# START OF Provided records

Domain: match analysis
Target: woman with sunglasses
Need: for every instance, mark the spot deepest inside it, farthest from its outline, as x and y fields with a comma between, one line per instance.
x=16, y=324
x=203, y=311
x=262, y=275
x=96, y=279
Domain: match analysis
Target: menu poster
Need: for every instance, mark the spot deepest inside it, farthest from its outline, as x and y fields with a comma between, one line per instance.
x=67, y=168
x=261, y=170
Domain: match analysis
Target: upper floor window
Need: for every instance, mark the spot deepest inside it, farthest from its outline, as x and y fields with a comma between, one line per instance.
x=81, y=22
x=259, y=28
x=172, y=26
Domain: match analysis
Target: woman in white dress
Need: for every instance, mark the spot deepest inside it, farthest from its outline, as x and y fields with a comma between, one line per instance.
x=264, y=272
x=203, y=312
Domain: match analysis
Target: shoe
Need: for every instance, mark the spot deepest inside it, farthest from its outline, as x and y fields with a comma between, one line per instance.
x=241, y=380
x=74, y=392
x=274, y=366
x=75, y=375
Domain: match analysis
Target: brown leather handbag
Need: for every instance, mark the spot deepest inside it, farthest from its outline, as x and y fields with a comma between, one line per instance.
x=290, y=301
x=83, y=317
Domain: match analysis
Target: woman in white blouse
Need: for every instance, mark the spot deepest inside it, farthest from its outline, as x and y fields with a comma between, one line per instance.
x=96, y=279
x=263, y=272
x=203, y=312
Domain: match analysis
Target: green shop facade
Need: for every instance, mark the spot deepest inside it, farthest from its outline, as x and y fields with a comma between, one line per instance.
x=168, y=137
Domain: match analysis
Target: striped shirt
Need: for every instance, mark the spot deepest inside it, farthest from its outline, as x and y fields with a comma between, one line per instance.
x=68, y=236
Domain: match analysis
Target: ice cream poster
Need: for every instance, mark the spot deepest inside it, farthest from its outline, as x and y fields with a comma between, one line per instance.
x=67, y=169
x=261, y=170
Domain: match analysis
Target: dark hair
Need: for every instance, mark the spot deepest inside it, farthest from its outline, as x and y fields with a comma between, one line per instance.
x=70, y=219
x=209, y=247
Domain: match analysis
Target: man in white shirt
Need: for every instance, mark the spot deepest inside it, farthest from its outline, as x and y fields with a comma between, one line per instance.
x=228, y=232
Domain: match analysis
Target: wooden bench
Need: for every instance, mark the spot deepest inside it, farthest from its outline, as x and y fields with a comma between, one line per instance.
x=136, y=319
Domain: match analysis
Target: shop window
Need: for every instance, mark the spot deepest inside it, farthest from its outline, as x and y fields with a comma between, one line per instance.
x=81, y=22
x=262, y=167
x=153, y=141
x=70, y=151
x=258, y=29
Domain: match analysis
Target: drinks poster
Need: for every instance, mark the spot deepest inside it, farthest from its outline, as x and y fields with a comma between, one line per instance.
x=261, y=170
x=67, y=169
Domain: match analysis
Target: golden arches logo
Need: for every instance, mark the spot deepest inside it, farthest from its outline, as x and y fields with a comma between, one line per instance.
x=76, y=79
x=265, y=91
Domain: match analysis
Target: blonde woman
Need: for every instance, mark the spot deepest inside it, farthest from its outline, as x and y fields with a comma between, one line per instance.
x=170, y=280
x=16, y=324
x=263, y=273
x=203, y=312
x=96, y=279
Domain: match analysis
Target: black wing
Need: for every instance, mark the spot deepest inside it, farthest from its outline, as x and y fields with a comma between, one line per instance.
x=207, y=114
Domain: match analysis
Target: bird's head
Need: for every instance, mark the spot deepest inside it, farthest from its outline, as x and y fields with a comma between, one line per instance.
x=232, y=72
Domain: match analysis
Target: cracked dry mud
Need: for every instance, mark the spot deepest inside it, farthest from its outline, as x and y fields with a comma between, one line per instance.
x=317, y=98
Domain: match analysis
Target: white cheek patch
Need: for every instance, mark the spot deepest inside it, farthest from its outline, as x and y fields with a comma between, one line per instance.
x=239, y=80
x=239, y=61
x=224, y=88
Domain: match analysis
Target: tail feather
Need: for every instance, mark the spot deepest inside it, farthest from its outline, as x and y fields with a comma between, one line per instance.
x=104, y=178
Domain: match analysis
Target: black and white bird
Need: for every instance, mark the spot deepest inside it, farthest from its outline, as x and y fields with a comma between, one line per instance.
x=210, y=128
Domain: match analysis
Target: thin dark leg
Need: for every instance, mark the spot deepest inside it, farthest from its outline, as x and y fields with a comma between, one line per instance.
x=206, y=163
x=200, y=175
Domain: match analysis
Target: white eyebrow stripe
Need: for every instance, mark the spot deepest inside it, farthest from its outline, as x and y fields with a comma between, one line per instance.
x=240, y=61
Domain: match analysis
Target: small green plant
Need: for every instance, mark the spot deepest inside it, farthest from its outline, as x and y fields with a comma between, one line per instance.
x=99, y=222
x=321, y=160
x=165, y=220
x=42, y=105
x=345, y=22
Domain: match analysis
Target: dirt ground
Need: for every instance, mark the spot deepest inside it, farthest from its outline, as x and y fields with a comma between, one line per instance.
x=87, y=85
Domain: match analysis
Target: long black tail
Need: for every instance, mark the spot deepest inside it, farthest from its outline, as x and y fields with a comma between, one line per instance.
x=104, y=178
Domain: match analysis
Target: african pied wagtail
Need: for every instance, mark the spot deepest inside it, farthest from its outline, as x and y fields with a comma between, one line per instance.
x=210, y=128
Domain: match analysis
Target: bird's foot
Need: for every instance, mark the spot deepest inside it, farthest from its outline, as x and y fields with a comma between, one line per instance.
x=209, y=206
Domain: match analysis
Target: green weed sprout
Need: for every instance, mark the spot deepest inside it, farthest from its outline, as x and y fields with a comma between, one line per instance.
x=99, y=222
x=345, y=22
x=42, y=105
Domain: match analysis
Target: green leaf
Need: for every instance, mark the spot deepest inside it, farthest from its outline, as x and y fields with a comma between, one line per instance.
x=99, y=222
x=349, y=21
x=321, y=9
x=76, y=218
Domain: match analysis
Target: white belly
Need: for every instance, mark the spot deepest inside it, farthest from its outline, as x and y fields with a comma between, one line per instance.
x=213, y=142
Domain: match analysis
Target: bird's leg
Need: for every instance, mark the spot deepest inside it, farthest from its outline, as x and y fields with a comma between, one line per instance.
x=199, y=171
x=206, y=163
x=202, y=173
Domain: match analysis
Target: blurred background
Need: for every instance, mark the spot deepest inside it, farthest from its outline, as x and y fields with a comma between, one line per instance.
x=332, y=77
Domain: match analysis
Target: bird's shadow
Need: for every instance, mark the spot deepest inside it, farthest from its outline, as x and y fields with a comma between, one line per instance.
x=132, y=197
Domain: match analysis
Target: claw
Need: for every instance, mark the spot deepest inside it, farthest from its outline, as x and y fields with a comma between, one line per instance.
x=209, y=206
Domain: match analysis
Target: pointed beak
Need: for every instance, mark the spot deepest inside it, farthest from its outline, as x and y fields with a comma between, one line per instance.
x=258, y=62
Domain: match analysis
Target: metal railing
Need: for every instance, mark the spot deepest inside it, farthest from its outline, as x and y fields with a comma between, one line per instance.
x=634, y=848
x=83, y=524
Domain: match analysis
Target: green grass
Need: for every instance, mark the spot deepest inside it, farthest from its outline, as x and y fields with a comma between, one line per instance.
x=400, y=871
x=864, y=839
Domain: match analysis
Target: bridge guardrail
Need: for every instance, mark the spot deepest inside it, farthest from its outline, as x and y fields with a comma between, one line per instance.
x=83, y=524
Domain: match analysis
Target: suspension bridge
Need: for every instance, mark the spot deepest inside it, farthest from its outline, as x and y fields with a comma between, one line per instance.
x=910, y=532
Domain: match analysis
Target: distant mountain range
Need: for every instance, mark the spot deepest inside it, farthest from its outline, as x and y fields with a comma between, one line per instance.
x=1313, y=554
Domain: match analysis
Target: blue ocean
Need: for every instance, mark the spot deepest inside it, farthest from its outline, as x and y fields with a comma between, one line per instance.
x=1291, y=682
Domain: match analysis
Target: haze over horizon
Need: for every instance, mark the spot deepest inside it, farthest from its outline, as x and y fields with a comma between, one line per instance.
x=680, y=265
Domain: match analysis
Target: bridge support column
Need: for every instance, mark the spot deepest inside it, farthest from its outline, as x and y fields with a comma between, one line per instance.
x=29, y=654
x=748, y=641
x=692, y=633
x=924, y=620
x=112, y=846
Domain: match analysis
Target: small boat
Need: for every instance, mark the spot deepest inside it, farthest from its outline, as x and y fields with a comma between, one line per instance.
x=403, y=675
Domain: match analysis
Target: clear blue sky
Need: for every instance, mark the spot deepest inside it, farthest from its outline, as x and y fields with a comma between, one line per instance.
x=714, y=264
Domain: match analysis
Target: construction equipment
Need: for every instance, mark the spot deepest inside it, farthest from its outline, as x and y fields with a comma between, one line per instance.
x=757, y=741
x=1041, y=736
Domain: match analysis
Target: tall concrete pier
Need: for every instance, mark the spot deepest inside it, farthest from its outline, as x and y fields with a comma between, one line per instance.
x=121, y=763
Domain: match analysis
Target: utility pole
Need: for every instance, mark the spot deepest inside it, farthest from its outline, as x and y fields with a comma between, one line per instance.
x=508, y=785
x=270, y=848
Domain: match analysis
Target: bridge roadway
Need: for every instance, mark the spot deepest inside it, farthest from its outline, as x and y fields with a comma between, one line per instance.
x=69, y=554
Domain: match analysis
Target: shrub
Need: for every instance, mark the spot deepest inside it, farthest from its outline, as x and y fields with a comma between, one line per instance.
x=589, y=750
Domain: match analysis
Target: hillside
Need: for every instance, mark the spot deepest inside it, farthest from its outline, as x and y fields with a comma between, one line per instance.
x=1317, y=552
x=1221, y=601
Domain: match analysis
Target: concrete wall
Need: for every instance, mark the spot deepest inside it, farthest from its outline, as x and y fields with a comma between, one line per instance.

# END OF Provided records

**Direction**
Reproduce the entries above from the beginning through the line containing "x=68, y=236", substituting "sports footage" for every occurrence of "match analysis" and leaving everything else unchanged.

**Correct answer**
Domain: sports footage
Target: woman with sunglasses
Need: for every instance, mark the spot deepest inside it, farthest from its outline, as x and y fields with a comma between, one line per instance.
x=16, y=324
x=203, y=311
x=262, y=275
x=96, y=279
Domain: sports footage
Target: menu poster
Need: for every instance, mark the spot deepest inside it, farthest from its outline, as x and y fields with a comma between, one line per instance.
x=67, y=168
x=261, y=170
Domain: sports footage
Target: upper floor window
Need: for every instance, mark the spot deepest inside it, farthest from its outline, as x and y fields with a comma between, one line per instance.
x=81, y=22
x=259, y=28
x=172, y=26
Domain: sports footage
Target: woman in white dress
Need: for every instance, mark the spot deepest inside it, farthest from its outline, as x and y fields with a comma between, one line per instance.
x=264, y=272
x=203, y=312
Domain: sports footage
Target: shoe
Need: for every instance, mark the spot deepest inside it, farthest from its outline, as x and y fields with a comma between, one line per instance.
x=241, y=380
x=74, y=392
x=274, y=366
x=75, y=375
Domain: sports footage
Target: brown leather handbag
Need: for every instance, mark the spot deepest inside it, farthest from its outline, as x and y fields with a comma between, one line per instance.
x=290, y=301
x=83, y=317
Domain: sports footage
Target: woman in white blouse
Need: for every instance, mark the spot deepest inside it, farthest from its outline, as x and y fields with a comma between, one line per instance.
x=96, y=279
x=263, y=272
x=203, y=312
Domain: sports footage
Target: green shop facade
Need: for every instance, mark the spot deepest inside it, farthest from its outline, as x and y fields with a comma between, one line per instance.
x=168, y=137
Domain: sports footage
Target: striped shirt
Need: for every instance, mark the spot deepest inside it, farthest from its outline, as x and y fields with a comma between, one line per instance.
x=68, y=236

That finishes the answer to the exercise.